## Begin Listed entries

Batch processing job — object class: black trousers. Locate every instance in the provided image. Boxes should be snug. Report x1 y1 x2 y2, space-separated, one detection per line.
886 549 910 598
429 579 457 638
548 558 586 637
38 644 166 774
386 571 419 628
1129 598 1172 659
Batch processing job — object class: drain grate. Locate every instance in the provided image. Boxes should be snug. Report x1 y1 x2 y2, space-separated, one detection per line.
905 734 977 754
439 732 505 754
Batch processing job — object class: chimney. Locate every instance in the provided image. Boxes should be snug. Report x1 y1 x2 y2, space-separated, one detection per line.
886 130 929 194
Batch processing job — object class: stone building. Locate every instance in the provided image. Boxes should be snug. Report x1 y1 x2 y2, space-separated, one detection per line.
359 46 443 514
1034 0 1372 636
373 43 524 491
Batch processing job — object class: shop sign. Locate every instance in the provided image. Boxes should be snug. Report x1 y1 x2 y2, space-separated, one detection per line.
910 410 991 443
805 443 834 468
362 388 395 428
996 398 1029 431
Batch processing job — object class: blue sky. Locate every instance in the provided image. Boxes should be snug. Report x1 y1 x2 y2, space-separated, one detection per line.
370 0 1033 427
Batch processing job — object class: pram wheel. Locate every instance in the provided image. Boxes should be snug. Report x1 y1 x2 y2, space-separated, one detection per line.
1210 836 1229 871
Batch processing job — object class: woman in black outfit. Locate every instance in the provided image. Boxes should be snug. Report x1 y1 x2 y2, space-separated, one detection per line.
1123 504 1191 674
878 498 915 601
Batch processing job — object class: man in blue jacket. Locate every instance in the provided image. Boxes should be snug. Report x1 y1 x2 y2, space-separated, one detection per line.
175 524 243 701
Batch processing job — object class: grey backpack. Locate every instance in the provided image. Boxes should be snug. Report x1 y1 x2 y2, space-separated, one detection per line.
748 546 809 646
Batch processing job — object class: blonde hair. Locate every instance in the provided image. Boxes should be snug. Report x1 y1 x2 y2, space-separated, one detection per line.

## End Listed entries

Requirements. Render the lines above as a JSON list of strings, one string per line with blank lines left out, starting with the line containing "Batch processing job — object class: pram" and going on through the line containing "1210 836 1229 871".

Answer to this exercise.
[
  "Batch processing job — object class: pram wheel. Locate every instance in the provided image. Boxes should be snug. Report x1 y1 x2 y2, space-separated, one detection per line.",
  "1210 836 1229 871"
]